#### Extracted entries

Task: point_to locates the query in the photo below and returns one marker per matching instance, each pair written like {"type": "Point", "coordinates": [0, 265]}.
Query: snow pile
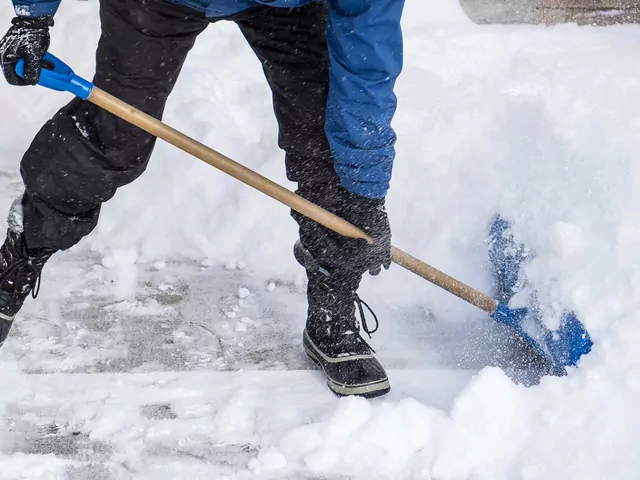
{"type": "Point", "coordinates": [538, 123]}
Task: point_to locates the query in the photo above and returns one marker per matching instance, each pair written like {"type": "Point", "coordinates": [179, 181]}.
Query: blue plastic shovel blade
{"type": "Point", "coordinates": [562, 347]}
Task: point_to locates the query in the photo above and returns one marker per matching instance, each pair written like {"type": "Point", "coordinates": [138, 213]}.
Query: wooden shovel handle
{"type": "Point", "coordinates": [159, 129]}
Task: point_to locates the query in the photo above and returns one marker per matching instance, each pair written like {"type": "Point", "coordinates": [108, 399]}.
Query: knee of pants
{"type": "Point", "coordinates": [69, 168]}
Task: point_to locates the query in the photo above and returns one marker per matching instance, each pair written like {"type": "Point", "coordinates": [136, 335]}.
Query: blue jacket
{"type": "Point", "coordinates": [365, 48]}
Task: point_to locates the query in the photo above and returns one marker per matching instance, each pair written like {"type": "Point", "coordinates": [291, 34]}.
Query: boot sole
{"type": "Point", "coordinates": [368, 390]}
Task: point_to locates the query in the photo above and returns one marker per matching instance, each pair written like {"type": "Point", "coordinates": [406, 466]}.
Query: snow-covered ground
{"type": "Point", "coordinates": [166, 345]}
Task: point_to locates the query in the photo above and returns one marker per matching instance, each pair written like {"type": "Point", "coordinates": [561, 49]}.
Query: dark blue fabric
{"type": "Point", "coordinates": [365, 47]}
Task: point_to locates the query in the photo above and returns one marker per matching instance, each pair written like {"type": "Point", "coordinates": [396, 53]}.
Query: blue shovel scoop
{"type": "Point", "coordinates": [561, 348]}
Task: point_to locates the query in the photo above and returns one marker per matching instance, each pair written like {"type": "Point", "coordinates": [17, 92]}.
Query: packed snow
{"type": "Point", "coordinates": [167, 344]}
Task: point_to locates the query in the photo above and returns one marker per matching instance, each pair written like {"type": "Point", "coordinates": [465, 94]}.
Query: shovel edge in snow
{"type": "Point", "coordinates": [562, 348]}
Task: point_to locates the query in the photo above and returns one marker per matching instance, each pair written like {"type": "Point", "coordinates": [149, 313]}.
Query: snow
{"type": "Point", "coordinates": [143, 358]}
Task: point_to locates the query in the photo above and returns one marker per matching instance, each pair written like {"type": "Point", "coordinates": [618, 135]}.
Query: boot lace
{"type": "Point", "coordinates": [363, 318]}
{"type": "Point", "coordinates": [22, 266]}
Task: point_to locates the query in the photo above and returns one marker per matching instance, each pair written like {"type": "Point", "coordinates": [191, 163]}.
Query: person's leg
{"type": "Point", "coordinates": [291, 44]}
{"type": "Point", "coordinates": [83, 154]}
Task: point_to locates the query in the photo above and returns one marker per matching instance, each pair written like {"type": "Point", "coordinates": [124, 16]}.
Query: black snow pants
{"type": "Point", "coordinates": [83, 154]}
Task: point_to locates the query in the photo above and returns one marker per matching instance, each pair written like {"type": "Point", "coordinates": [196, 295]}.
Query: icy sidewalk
{"type": "Point", "coordinates": [195, 425]}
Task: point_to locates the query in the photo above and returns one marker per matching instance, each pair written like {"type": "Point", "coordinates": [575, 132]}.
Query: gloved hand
{"type": "Point", "coordinates": [335, 252]}
{"type": "Point", "coordinates": [28, 39]}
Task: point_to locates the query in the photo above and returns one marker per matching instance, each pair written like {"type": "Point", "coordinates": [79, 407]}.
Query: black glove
{"type": "Point", "coordinates": [28, 39]}
{"type": "Point", "coordinates": [335, 252]}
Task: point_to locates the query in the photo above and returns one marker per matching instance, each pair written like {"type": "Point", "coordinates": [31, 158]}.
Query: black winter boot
{"type": "Point", "coordinates": [19, 275]}
{"type": "Point", "coordinates": [332, 336]}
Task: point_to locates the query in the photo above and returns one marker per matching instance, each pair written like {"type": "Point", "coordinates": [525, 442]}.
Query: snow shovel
{"type": "Point", "coordinates": [561, 348]}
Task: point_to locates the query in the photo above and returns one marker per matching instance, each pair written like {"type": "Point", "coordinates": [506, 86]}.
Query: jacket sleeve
{"type": "Point", "coordinates": [35, 8]}
{"type": "Point", "coordinates": [365, 48]}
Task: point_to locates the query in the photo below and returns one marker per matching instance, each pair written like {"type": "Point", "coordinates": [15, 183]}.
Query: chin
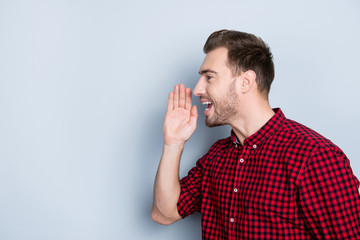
{"type": "Point", "coordinates": [212, 124]}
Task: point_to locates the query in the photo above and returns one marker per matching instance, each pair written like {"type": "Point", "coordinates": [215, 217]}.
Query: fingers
{"type": "Point", "coordinates": [171, 101]}
{"type": "Point", "coordinates": [176, 96]}
{"type": "Point", "coordinates": [182, 96]}
{"type": "Point", "coordinates": [193, 115]}
{"type": "Point", "coordinates": [188, 99]}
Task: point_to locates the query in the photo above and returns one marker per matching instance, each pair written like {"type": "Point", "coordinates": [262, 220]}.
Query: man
{"type": "Point", "coordinates": [273, 178]}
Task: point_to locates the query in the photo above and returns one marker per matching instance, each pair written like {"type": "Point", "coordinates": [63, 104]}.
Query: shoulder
{"type": "Point", "coordinates": [304, 135]}
{"type": "Point", "coordinates": [220, 145]}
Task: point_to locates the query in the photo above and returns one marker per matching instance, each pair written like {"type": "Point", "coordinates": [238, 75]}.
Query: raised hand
{"type": "Point", "coordinates": [181, 117]}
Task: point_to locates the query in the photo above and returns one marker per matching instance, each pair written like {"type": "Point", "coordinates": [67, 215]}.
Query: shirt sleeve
{"type": "Point", "coordinates": [329, 197]}
{"type": "Point", "coordinates": [190, 195]}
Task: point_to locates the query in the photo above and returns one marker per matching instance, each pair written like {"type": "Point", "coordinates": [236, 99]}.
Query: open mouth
{"type": "Point", "coordinates": [209, 105]}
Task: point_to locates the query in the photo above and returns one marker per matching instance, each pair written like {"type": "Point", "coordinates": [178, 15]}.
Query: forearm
{"type": "Point", "coordinates": [167, 185]}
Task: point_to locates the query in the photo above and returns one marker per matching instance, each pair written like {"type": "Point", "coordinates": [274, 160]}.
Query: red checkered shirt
{"type": "Point", "coordinates": [285, 182]}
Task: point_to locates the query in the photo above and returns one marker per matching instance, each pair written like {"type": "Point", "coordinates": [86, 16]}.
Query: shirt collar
{"type": "Point", "coordinates": [265, 131]}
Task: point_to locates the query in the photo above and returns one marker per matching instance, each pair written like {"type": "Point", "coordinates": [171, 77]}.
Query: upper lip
{"type": "Point", "coordinates": [204, 100]}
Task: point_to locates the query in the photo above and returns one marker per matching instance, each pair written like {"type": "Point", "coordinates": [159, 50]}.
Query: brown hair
{"type": "Point", "coordinates": [245, 52]}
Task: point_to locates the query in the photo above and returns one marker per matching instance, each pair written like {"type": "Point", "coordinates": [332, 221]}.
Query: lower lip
{"type": "Point", "coordinates": [207, 111]}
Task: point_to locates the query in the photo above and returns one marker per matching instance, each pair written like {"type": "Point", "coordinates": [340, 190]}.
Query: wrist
{"type": "Point", "coordinates": [174, 144]}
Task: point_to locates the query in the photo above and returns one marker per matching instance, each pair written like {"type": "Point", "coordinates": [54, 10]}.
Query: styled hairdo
{"type": "Point", "coordinates": [245, 52]}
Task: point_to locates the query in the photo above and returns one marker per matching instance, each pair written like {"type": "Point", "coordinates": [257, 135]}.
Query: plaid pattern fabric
{"type": "Point", "coordinates": [286, 182]}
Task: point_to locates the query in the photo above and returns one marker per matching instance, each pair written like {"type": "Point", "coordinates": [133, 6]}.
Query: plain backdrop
{"type": "Point", "coordinates": [83, 93]}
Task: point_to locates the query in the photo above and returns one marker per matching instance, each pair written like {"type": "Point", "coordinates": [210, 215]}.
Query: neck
{"type": "Point", "coordinates": [254, 116]}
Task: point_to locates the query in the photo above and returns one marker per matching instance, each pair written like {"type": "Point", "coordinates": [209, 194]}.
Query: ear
{"type": "Point", "coordinates": [248, 81]}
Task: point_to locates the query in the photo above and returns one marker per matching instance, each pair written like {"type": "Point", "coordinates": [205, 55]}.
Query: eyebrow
{"type": "Point", "coordinates": [207, 71]}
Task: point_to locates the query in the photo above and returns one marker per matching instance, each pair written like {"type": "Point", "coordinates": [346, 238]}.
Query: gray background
{"type": "Point", "coordinates": [83, 93]}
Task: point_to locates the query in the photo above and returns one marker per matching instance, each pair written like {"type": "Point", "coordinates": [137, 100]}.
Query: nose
{"type": "Point", "coordinates": [199, 89]}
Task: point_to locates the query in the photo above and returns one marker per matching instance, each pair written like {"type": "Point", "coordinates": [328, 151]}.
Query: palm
{"type": "Point", "coordinates": [181, 116]}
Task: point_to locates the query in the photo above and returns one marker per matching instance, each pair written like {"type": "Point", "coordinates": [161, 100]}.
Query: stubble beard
{"type": "Point", "coordinates": [225, 109]}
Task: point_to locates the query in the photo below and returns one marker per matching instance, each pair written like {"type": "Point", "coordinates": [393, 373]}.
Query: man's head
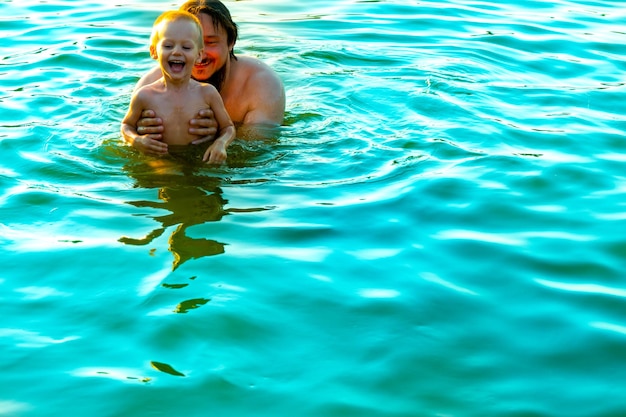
{"type": "Point", "coordinates": [220, 16]}
{"type": "Point", "coordinates": [220, 35]}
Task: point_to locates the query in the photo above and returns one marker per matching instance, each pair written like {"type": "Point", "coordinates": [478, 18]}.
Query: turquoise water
{"type": "Point", "coordinates": [437, 230]}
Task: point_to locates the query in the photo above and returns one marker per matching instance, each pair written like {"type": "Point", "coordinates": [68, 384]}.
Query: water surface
{"type": "Point", "coordinates": [438, 229]}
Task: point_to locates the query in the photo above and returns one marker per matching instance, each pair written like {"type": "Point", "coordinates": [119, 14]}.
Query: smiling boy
{"type": "Point", "coordinates": [176, 43]}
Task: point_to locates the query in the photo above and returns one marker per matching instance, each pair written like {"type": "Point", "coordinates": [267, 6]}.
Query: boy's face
{"type": "Point", "coordinates": [216, 50]}
{"type": "Point", "coordinates": [177, 50]}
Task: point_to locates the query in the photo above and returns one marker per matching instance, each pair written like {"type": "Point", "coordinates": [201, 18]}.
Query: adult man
{"type": "Point", "coordinates": [252, 92]}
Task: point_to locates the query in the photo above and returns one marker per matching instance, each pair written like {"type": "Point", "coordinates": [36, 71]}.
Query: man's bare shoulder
{"type": "Point", "coordinates": [256, 72]}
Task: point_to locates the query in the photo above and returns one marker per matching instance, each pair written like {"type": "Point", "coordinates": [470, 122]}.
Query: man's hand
{"type": "Point", "coordinates": [149, 124]}
{"type": "Point", "coordinates": [149, 138]}
{"type": "Point", "coordinates": [204, 125]}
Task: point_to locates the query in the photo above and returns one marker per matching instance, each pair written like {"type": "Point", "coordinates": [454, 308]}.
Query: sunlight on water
{"type": "Point", "coordinates": [437, 229]}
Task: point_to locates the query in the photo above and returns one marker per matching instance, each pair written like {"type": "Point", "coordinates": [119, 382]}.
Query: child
{"type": "Point", "coordinates": [177, 43]}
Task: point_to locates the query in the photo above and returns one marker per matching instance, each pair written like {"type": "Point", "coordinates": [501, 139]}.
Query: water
{"type": "Point", "coordinates": [437, 230]}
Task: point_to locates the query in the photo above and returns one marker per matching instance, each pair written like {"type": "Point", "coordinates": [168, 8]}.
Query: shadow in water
{"type": "Point", "coordinates": [189, 198]}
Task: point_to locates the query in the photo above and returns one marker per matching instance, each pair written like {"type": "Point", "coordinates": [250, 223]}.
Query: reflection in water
{"type": "Point", "coordinates": [190, 199]}
{"type": "Point", "coordinates": [189, 195]}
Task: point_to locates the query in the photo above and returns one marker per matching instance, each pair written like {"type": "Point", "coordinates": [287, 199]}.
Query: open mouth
{"type": "Point", "coordinates": [203, 63]}
{"type": "Point", "coordinates": [177, 66]}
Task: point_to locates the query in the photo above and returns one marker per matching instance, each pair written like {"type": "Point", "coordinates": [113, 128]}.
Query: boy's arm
{"type": "Point", "coordinates": [149, 144]}
{"type": "Point", "coordinates": [216, 153]}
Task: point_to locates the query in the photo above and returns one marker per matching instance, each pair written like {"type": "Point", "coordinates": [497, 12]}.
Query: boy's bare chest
{"type": "Point", "coordinates": [176, 111]}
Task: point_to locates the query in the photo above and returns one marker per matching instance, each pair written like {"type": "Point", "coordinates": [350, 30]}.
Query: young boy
{"type": "Point", "coordinates": [176, 43]}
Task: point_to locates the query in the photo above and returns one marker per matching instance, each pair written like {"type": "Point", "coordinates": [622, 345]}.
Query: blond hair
{"type": "Point", "coordinates": [172, 16]}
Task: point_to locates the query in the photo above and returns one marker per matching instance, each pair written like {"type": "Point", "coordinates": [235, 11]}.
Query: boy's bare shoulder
{"type": "Point", "coordinates": [208, 90]}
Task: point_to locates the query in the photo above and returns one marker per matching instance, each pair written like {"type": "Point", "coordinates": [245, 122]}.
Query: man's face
{"type": "Point", "coordinates": [216, 50]}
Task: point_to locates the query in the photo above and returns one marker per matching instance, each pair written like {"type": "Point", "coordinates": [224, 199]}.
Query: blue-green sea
{"type": "Point", "coordinates": [438, 229]}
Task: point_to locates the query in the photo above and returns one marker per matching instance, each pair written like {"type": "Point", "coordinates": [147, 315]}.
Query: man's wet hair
{"type": "Point", "coordinates": [220, 16]}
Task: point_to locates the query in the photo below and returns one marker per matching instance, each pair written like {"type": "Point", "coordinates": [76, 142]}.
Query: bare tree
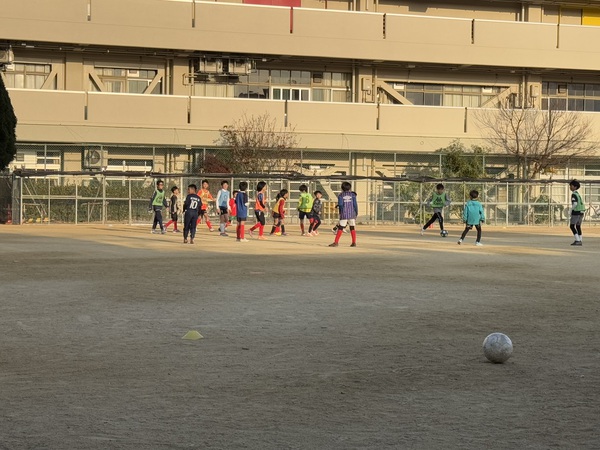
{"type": "Point", "coordinates": [538, 139]}
{"type": "Point", "coordinates": [259, 145]}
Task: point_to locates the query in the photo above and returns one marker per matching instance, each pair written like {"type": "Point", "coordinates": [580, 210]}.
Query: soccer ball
{"type": "Point", "coordinates": [497, 347]}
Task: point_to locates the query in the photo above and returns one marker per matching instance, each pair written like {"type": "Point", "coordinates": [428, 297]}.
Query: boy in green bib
{"type": "Point", "coordinates": [439, 200]}
{"type": "Point", "coordinates": [157, 202]}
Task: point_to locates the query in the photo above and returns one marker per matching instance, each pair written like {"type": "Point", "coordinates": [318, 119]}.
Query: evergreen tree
{"type": "Point", "coordinates": [8, 125]}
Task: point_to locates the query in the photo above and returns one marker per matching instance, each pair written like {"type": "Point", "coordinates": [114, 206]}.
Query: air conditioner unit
{"type": "Point", "coordinates": [7, 56]}
{"type": "Point", "coordinates": [94, 158]}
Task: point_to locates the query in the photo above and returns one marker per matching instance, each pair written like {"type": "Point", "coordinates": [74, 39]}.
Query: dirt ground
{"type": "Point", "coordinates": [305, 346]}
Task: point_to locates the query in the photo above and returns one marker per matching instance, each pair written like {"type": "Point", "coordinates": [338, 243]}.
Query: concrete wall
{"type": "Point", "coordinates": [223, 27]}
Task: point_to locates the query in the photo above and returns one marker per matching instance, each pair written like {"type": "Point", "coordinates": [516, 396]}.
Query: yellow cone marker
{"type": "Point", "coordinates": [192, 335]}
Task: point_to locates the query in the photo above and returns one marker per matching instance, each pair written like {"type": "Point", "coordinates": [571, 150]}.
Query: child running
{"type": "Point", "coordinates": [348, 207]}
{"type": "Point", "coordinates": [473, 216]}
{"type": "Point", "coordinates": [191, 209]}
{"type": "Point", "coordinates": [279, 213]}
{"type": "Point", "coordinates": [577, 212]}
{"type": "Point", "coordinates": [315, 214]}
{"type": "Point", "coordinates": [157, 202]}
{"type": "Point", "coordinates": [206, 197]}
{"type": "Point", "coordinates": [260, 206]}
{"type": "Point", "coordinates": [241, 206]}
{"type": "Point", "coordinates": [438, 201]}
{"type": "Point", "coordinates": [304, 206]}
{"type": "Point", "coordinates": [174, 209]}
{"type": "Point", "coordinates": [223, 206]}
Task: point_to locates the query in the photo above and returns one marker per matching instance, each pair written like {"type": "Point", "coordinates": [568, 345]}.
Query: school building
{"type": "Point", "coordinates": [370, 87]}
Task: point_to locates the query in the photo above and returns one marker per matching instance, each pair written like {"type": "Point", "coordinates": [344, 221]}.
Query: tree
{"type": "Point", "coordinates": [458, 162]}
{"type": "Point", "coordinates": [8, 125]}
{"type": "Point", "coordinates": [258, 145]}
{"type": "Point", "coordinates": [539, 140]}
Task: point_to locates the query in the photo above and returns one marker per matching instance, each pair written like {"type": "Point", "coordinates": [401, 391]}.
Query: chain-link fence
{"type": "Point", "coordinates": [102, 198]}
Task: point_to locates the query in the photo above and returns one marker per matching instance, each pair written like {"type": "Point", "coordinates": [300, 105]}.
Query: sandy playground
{"type": "Point", "coordinates": [305, 346]}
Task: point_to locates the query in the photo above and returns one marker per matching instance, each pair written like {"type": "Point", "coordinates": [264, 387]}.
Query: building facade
{"type": "Point", "coordinates": [370, 87]}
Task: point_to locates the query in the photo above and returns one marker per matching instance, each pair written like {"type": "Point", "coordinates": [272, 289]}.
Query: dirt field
{"type": "Point", "coordinates": [305, 346]}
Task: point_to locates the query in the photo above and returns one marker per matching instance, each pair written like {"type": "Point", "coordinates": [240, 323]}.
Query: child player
{"type": "Point", "coordinates": [191, 209]}
{"type": "Point", "coordinates": [223, 206]}
{"type": "Point", "coordinates": [279, 213]}
{"type": "Point", "coordinates": [577, 212]}
{"type": "Point", "coordinates": [241, 206]}
{"type": "Point", "coordinates": [206, 197]}
{"type": "Point", "coordinates": [260, 205]}
{"type": "Point", "coordinates": [473, 216]}
{"type": "Point", "coordinates": [439, 199]}
{"type": "Point", "coordinates": [157, 202]}
{"type": "Point", "coordinates": [348, 207]}
{"type": "Point", "coordinates": [174, 209]}
{"type": "Point", "coordinates": [304, 206]}
{"type": "Point", "coordinates": [315, 214]}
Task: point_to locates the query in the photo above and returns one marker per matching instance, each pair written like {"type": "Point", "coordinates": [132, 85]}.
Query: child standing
{"type": "Point", "coordinates": [577, 212]}
{"type": "Point", "coordinates": [315, 214]}
{"type": "Point", "coordinates": [241, 206]}
{"type": "Point", "coordinates": [304, 206]}
{"type": "Point", "coordinates": [473, 216]}
{"type": "Point", "coordinates": [348, 207]}
{"type": "Point", "coordinates": [206, 197]}
{"type": "Point", "coordinates": [157, 202]}
{"type": "Point", "coordinates": [438, 201]}
{"type": "Point", "coordinates": [191, 209]}
{"type": "Point", "coordinates": [260, 206]}
{"type": "Point", "coordinates": [223, 206]}
{"type": "Point", "coordinates": [279, 213]}
{"type": "Point", "coordinates": [174, 209]}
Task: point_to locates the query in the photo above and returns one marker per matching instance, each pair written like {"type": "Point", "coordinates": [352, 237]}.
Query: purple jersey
{"type": "Point", "coordinates": [348, 205]}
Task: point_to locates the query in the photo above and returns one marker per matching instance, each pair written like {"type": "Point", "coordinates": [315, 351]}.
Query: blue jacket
{"type": "Point", "coordinates": [241, 204]}
{"type": "Point", "coordinates": [473, 213]}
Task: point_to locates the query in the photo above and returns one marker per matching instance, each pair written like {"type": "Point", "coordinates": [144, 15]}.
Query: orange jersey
{"type": "Point", "coordinates": [206, 196]}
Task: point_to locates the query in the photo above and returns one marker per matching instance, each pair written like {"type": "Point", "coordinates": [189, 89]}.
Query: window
{"type": "Point", "coordinates": [48, 159]}
{"type": "Point", "coordinates": [131, 81]}
{"type": "Point", "coordinates": [27, 76]}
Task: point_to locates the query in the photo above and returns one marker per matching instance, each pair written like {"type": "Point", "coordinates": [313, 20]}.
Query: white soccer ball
{"type": "Point", "coordinates": [497, 347]}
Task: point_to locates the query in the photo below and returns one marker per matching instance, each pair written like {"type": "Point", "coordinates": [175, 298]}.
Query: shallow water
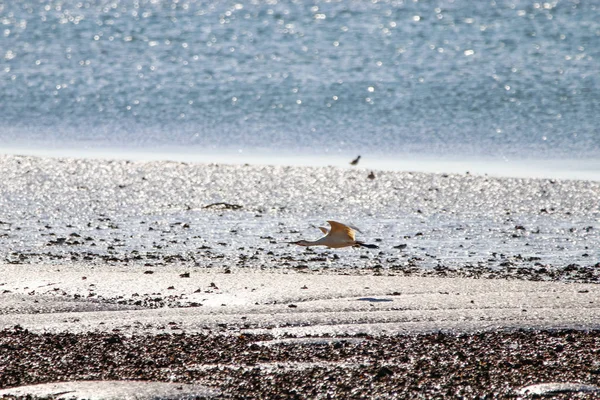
{"type": "Point", "coordinates": [156, 214]}
{"type": "Point", "coordinates": [500, 79]}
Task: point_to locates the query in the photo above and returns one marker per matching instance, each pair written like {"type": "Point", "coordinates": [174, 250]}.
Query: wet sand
{"type": "Point", "coordinates": [165, 232]}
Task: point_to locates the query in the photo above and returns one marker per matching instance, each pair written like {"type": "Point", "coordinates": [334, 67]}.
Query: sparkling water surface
{"type": "Point", "coordinates": [497, 79]}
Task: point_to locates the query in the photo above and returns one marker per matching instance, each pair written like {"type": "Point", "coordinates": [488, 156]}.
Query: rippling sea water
{"type": "Point", "coordinates": [497, 79]}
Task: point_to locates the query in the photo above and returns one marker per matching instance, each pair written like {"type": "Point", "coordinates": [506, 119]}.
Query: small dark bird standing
{"type": "Point", "coordinates": [355, 161]}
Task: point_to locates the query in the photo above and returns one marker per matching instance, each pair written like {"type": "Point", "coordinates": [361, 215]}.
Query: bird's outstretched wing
{"type": "Point", "coordinates": [341, 231]}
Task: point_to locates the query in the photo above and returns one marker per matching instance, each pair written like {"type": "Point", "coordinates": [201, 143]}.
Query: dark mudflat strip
{"type": "Point", "coordinates": [484, 365]}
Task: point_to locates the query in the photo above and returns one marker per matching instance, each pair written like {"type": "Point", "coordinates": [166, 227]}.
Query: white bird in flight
{"type": "Point", "coordinates": [339, 235]}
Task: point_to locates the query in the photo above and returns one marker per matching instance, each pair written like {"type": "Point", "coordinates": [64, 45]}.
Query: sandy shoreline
{"type": "Point", "coordinates": [126, 254]}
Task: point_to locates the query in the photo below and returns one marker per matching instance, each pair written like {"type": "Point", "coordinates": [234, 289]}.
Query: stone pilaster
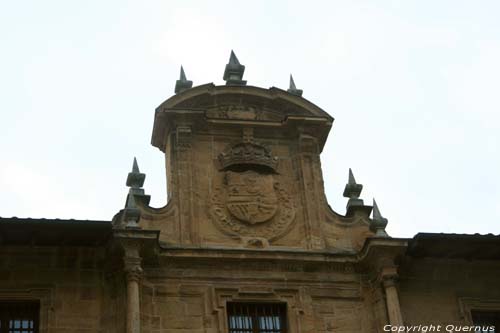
{"type": "Point", "coordinates": [389, 279]}
{"type": "Point", "coordinates": [185, 187]}
{"type": "Point", "coordinates": [133, 274]}
{"type": "Point", "coordinates": [311, 190]}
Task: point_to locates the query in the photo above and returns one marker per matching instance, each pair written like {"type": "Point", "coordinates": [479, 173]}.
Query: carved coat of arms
{"type": "Point", "coordinates": [251, 197]}
{"type": "Point", "coordinates": [251, 202]}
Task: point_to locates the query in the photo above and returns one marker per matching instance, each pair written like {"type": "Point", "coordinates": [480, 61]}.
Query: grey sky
{"type": "Point", "coordinates": [413, 87]}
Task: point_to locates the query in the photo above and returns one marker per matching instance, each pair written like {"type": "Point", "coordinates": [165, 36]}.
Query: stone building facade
{"type": "Point", "coordinates": [246, 243]}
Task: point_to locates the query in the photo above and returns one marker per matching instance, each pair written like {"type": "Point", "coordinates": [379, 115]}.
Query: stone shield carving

########

_Task objective:_
Locate every line in the listing above that contains the word "dark" and copy each one out. Case counts.

_Output of the task:_
Query: dark blue fabric
Query: small dark bird standing
Query: dark mudflat strip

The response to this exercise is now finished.